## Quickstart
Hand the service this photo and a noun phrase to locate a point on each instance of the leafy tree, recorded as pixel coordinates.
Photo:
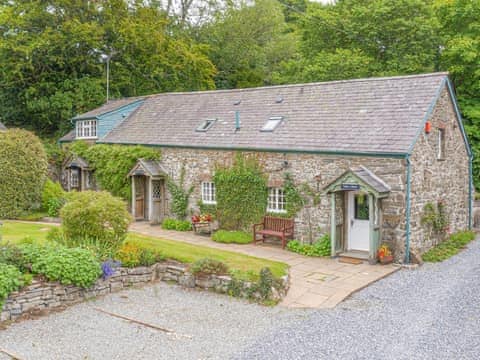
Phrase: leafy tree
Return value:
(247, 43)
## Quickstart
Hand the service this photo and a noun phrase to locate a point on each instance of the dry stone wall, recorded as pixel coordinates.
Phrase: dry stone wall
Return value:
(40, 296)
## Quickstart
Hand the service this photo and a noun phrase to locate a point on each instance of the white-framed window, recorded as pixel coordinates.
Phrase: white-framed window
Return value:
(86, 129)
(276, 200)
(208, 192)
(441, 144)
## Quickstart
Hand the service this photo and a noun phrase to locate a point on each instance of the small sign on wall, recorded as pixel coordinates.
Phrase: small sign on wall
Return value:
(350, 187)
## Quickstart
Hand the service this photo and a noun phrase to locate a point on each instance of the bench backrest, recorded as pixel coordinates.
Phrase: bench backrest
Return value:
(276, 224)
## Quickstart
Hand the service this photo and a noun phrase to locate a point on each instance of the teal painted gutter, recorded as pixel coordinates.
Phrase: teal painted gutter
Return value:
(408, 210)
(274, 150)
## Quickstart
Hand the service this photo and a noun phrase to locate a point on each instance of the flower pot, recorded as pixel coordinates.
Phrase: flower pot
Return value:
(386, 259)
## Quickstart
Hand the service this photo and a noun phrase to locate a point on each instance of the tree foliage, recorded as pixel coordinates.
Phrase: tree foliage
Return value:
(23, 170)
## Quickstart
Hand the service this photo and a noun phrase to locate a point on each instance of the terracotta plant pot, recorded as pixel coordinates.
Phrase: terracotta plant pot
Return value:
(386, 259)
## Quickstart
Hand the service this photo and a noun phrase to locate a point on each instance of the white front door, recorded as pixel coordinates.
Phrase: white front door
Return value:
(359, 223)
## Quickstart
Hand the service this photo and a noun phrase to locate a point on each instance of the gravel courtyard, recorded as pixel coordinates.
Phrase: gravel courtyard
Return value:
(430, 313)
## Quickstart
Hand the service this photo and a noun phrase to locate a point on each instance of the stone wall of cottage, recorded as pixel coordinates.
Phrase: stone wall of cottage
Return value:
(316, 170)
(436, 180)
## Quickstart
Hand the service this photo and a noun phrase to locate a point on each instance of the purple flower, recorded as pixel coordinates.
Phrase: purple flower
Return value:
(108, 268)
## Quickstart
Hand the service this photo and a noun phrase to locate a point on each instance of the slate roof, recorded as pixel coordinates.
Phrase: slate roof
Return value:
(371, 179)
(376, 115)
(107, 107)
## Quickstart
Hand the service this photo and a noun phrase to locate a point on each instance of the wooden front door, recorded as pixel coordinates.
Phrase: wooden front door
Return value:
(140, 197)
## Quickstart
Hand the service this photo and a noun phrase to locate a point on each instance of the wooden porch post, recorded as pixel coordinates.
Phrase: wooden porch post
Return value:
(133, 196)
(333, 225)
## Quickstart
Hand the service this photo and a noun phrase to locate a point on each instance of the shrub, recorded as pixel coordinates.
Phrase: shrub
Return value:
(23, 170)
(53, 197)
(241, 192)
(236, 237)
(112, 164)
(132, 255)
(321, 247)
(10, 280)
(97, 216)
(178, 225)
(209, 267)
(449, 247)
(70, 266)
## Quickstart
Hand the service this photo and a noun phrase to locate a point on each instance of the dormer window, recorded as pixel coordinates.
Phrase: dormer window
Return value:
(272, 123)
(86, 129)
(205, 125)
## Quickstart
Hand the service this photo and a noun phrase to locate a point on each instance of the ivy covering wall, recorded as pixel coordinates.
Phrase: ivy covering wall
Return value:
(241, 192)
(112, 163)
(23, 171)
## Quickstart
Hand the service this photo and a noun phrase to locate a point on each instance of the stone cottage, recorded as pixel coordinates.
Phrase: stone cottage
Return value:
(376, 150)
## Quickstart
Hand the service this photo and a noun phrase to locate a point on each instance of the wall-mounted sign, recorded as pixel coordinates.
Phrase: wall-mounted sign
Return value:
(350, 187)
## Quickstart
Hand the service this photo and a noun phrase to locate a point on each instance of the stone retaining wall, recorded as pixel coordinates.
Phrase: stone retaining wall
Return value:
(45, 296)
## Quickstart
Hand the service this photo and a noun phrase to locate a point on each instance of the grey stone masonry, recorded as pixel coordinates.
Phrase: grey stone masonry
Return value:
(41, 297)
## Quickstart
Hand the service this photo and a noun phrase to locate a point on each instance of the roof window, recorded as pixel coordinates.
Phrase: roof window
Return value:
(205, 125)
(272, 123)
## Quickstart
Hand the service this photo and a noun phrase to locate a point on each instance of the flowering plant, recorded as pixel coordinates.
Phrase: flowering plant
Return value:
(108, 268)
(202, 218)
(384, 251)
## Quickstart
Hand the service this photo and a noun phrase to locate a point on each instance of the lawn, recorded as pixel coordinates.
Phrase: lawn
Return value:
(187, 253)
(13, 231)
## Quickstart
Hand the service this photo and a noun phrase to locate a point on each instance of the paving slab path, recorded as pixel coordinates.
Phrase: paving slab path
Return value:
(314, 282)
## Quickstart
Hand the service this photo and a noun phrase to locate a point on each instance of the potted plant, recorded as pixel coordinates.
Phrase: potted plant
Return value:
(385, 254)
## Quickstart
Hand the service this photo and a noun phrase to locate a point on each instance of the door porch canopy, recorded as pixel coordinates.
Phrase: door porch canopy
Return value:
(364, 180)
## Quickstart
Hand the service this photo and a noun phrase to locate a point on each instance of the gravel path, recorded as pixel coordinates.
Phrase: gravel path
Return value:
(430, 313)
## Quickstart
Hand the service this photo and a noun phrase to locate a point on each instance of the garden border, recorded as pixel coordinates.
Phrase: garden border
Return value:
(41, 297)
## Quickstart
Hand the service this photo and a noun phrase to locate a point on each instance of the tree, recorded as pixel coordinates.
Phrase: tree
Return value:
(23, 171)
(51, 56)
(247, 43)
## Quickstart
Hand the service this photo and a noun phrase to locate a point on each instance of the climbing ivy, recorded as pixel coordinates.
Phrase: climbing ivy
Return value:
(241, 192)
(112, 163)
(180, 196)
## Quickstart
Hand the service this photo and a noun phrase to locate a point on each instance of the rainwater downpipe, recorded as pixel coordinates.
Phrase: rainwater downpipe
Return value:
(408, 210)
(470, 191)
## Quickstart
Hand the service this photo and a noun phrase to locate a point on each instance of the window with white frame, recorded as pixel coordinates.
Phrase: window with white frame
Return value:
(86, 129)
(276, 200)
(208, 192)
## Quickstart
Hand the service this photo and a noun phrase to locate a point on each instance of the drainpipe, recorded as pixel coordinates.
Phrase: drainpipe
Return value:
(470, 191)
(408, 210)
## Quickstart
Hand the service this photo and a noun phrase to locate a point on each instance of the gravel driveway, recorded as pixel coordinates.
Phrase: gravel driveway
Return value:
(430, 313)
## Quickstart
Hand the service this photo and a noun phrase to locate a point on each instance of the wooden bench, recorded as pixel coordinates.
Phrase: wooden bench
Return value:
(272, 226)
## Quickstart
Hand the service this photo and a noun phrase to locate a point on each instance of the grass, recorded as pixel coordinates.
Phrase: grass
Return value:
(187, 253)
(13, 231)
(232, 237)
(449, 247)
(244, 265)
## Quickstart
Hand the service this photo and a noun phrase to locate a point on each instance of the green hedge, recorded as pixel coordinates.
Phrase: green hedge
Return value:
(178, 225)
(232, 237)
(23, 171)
○ ○ ○ ○ ○
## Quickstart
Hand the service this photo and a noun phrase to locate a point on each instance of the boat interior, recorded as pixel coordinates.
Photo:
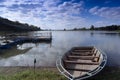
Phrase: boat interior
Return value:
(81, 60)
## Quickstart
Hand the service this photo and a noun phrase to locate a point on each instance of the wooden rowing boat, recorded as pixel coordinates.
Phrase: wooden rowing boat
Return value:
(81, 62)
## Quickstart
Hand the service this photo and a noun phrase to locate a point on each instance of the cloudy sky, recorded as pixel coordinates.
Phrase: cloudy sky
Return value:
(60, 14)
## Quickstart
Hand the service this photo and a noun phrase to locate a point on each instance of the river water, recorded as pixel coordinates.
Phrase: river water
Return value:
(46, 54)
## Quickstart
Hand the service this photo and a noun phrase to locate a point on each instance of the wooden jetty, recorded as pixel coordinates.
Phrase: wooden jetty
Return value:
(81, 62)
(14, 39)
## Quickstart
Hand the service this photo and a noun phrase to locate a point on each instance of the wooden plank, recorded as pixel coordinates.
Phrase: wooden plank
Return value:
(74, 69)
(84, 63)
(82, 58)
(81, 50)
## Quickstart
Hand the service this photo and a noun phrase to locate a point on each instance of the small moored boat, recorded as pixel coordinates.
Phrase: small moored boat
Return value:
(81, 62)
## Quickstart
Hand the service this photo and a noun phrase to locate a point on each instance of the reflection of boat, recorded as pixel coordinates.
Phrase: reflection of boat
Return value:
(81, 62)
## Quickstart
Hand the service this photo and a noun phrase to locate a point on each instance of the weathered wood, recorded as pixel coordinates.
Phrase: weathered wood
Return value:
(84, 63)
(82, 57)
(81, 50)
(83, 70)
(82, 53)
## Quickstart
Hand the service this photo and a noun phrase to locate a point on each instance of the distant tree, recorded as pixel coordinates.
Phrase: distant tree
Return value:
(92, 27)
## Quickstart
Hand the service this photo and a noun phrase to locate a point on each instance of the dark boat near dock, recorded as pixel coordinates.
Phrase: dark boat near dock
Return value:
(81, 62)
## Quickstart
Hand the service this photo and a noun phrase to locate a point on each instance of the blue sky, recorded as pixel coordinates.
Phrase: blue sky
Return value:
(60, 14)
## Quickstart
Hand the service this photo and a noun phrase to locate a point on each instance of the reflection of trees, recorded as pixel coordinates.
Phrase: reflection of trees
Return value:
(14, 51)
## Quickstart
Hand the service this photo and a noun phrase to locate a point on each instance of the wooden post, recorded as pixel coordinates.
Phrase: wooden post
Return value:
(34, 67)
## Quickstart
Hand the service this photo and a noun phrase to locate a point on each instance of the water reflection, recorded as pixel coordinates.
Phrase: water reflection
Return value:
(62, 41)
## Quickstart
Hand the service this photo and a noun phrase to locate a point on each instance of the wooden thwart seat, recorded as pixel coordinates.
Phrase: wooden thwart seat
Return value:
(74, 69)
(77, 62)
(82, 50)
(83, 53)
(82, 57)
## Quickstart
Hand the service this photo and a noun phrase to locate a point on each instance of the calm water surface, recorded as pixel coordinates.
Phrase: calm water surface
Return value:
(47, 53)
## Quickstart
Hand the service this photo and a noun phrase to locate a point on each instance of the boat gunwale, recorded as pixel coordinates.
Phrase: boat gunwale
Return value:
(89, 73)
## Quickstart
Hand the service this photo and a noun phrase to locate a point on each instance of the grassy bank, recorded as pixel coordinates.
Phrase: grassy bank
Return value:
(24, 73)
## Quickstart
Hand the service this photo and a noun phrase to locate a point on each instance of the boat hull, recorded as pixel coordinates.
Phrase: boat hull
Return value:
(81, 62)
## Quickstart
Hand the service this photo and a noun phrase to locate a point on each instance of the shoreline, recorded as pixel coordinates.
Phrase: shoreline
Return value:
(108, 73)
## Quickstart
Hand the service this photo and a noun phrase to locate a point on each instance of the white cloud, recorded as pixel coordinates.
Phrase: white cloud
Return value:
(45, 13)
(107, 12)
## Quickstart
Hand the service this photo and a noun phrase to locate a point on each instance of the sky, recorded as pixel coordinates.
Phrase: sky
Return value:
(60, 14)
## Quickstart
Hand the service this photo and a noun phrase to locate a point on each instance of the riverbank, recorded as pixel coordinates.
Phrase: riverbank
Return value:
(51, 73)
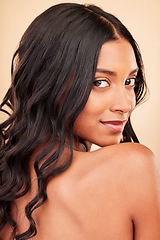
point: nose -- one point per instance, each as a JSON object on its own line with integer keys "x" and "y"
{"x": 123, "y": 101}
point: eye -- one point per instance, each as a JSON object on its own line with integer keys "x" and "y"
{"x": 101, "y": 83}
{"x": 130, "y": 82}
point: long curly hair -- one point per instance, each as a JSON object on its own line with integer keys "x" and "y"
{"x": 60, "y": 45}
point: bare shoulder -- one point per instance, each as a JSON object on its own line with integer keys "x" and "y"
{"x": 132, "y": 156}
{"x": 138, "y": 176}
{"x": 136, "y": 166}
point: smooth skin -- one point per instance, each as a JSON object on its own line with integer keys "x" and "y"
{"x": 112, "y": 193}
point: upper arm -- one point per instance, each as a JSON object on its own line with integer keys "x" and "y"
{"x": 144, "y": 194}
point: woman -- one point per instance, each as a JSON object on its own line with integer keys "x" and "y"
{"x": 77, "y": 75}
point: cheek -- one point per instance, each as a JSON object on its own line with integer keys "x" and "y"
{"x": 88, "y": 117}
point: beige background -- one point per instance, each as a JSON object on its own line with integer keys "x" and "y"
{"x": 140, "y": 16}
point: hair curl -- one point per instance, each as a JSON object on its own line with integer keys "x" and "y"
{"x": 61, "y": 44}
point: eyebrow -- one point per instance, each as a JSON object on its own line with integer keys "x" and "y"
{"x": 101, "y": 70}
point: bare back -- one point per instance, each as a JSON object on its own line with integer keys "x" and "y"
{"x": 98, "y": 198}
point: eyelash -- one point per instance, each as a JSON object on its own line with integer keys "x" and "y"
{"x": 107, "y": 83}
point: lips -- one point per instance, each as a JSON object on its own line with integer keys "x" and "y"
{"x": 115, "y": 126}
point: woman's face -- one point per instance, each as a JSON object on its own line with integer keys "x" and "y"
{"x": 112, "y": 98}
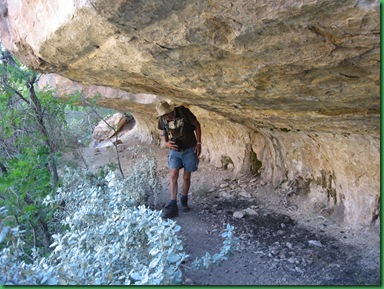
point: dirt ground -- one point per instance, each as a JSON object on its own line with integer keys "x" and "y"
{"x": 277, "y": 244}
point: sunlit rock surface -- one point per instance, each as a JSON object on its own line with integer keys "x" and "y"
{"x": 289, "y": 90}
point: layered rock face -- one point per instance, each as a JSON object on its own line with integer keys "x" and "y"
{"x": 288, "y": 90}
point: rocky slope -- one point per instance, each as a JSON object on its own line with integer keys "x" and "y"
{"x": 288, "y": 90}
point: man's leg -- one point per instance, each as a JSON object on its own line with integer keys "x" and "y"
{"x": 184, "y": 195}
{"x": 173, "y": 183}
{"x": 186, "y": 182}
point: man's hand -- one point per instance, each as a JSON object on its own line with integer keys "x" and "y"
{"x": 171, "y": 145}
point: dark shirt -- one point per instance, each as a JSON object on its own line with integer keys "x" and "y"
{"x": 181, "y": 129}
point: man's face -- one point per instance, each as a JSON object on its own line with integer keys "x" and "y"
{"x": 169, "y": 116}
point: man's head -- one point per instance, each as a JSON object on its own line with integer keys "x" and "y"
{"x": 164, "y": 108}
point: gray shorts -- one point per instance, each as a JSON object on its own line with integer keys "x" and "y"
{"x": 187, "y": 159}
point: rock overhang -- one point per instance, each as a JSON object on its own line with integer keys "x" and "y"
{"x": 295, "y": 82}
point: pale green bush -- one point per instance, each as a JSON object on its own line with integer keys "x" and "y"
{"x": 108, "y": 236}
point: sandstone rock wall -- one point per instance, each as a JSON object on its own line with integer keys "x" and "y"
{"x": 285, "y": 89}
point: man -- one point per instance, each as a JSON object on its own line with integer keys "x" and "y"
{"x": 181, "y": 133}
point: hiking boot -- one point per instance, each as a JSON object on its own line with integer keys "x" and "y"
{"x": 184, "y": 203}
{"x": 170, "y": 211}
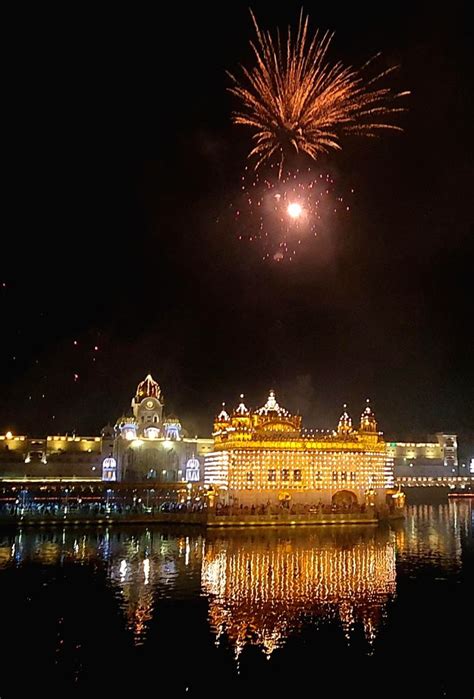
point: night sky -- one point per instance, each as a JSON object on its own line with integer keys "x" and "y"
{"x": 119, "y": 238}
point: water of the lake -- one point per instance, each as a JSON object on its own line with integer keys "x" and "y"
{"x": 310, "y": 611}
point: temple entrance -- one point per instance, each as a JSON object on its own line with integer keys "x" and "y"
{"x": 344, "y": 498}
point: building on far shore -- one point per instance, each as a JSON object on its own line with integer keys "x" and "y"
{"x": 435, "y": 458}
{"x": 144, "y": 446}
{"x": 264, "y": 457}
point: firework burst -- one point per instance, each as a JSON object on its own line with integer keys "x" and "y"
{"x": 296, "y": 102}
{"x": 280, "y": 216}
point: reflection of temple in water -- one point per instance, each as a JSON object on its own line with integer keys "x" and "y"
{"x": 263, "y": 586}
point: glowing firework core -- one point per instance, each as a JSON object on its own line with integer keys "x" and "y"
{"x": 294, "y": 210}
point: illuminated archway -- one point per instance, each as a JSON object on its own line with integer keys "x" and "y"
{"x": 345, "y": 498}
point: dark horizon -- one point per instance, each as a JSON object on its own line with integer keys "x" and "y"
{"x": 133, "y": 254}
○ ○ ○ ○ ○
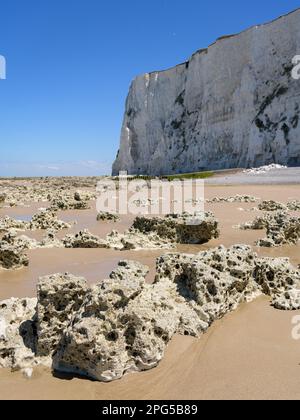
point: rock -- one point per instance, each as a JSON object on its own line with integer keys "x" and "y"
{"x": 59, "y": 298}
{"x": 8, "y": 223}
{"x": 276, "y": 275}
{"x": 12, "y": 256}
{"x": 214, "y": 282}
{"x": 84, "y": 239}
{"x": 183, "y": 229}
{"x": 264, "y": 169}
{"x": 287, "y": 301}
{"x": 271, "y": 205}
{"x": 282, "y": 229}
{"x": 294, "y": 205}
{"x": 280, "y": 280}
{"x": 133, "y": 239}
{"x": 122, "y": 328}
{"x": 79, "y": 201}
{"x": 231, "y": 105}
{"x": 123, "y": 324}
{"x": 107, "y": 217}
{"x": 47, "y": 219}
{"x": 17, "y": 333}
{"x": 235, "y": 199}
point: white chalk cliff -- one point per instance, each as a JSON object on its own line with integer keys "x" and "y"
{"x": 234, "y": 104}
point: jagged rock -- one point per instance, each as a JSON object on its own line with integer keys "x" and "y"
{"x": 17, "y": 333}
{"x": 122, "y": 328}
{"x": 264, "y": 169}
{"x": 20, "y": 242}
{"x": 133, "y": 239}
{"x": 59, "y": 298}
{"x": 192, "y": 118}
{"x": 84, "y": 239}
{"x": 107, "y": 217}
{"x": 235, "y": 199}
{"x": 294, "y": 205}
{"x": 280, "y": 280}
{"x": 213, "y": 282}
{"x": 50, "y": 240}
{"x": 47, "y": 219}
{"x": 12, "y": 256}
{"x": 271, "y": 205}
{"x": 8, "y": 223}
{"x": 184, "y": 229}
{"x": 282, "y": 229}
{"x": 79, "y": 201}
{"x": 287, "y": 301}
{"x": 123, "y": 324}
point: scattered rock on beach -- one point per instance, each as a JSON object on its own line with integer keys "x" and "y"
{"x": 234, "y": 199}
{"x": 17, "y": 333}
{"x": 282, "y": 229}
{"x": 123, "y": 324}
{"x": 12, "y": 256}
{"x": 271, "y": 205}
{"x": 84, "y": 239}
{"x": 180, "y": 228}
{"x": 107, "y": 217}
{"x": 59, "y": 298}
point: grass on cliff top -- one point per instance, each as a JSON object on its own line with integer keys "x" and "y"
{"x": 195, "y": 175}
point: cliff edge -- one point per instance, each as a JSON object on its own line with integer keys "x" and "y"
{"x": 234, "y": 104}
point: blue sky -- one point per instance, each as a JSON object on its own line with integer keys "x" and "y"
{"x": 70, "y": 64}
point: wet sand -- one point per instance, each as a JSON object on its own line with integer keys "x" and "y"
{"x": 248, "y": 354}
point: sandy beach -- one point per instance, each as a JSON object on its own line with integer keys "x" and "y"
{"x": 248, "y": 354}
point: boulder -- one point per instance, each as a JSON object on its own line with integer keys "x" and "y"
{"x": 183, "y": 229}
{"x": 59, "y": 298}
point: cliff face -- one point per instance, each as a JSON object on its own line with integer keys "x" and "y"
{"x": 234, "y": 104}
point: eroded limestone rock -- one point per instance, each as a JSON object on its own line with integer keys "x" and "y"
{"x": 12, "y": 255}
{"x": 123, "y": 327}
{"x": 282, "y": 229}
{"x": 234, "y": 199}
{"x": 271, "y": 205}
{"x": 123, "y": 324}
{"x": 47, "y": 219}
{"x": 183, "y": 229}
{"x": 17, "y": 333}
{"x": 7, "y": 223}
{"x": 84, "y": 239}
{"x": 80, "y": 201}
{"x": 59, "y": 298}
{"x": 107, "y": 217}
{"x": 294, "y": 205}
○ ○ ○ ○ ○
**What you should do:** Go through the entries above and count the lines holding the word "porch"; write nothing but the number.

**Response to the exercise:** 4